- [SHORT PROBLEM]: Lay out every line of the material below as a Markdown table with the columns Row and Line, numbering the rows in order and omitting blank lines.

- [ROWS]:
════════

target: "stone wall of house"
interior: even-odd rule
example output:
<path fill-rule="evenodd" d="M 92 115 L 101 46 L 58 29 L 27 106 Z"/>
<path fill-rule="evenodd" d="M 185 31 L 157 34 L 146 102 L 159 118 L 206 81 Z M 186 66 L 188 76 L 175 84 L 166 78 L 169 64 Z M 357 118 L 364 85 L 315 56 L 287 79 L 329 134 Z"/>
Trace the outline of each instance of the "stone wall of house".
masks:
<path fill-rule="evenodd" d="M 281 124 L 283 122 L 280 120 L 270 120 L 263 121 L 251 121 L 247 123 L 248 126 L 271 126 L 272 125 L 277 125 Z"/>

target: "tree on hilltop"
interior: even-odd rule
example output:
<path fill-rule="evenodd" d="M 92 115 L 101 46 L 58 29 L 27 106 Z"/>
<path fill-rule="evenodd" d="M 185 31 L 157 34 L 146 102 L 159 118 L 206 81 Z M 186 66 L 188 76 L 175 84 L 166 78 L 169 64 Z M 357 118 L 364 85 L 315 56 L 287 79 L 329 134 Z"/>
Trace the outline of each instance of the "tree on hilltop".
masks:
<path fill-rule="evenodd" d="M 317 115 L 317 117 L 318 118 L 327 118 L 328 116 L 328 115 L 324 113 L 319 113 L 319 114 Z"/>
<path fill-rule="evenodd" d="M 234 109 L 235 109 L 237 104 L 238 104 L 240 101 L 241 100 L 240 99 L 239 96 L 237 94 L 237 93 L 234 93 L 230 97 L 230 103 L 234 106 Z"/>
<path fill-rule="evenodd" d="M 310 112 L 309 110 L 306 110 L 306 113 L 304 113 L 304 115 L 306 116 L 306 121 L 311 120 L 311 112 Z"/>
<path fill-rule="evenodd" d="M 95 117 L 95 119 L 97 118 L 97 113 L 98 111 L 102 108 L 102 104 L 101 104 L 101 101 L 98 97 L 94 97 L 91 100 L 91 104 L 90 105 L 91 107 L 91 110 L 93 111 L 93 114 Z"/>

════════

- [TASK OUTPUT]:
| Row | Line |
|---|---|
| 1 | target: "stone wall of house" |
| 2 | interior: even-odd rule |
| 3 | example output: |
| 4 | <path fill-rule="evenodd" d="M 92 115 L 101 46 L 58 29 L 27 106 Z"/> |
| 5 | <path fill-rule="evenodd" d="M 185 31 L 157 34 L 146 102 L 159 118 L 206 81 Z M 186 66 L 188 76 L 175 84 L 166 78 L 169 64 Z M 357 118 L 364 85 L 315 56 L 287 79 L 329 134 Z"/> |
| 6 | Trace the outline of each instance of the "stone wall of house". |
| 7 | masks: |
| 8 | <path fill-rule="evenodd" d="M 281 124 L 283 122 L 280 120 L 270 120 L 263 121 L 251 121 L 247 123 L 248 126 L 271 126 L 272 125 L 277 125 Z"/> |
| 9 | target: "tree on hilltop" |
| 10 | interior: even-odd rule |
| 11 | example output: |
| 12 | <path fill-rule="evenodd" d="M 92 115 L 101 46 L 58 29 L 27 106 Z"/> |
| 13 | <path fill-rule="evenodd" d="M 185 31 L 157 34 L 146 102 L 159 118 L 206 81 Z M 186 66 L 188 76 L 175 84 L 166 78 L 169 64 Z M 357 118 L 364 85 L 315 56 L 287 79 L 329 134 Z"/> |
| 14 | Trace the outline of each instance of the "tree on hilltop". |
| 15 | masks: |
| 16 | <path fill-rule="evenodd" d="M 317 115 L 317 117 L 318 118 L 327 118 L 328 116 L 328 115 L 324 113 L 319 113 L 319 114 Z"/> |
| 17 | <path fill-rule="evenodd" d="M 234 109 L 235 109 L 237 104 L 238 104 L 240 101 L 241 100 L 240 99 L 239 96 L 237 94 L 237 93 L 234 93 L 230 97 L 230 103 L 234 106 Z"/> |
| 18 | <path fill-rule="evenodd" d="M 310 112 L 309 110 L 306 110 L 306 113 L 304 113 L 304 115 L 306 116 L 306 121 L 311 120 L 311 112 Z"/> |
| 19 | <path fill-rule="evenodd" d="M 95 117 L 95 119 L 97 118 L 97 113 L 98 111 L 102 108 L 102 104 L 101 104 L 101 101 L 98 97 L 94 97 L 91 100 L 91 104 L 90 105 L 91 107 L 91 110 L 93 111 L 93 114 Z"/> |